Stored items
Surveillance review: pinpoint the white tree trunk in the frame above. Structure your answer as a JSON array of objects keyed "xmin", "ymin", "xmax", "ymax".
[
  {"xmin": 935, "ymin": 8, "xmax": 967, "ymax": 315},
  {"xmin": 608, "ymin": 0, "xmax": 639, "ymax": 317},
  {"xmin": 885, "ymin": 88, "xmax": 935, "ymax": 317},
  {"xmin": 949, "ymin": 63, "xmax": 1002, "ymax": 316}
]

Objective: Edit the records so that "white tree trunk" reads "pale tree trunk", leaving everything else as it stands.

Problem solution:
Surveillance review: pinpoint the pale tree trunk in the frame above. Structure your answer as a JSON array of objects keyed "xmin", "ymin", "xmax", "ymax".
[
  {"xmin": 935, "ymin": 8, "xmax": 967, "ymax": 315},
  {"xmin": 608, "ymin": 0, "xmax": 639, "ymax": 317},
  {"xmin": 885, "ymin": 88, "xmax": 935, "ymax": 317},
  {"xmin": 949, "ymin": 63, "xmax": 1002, "ymax": 316}
]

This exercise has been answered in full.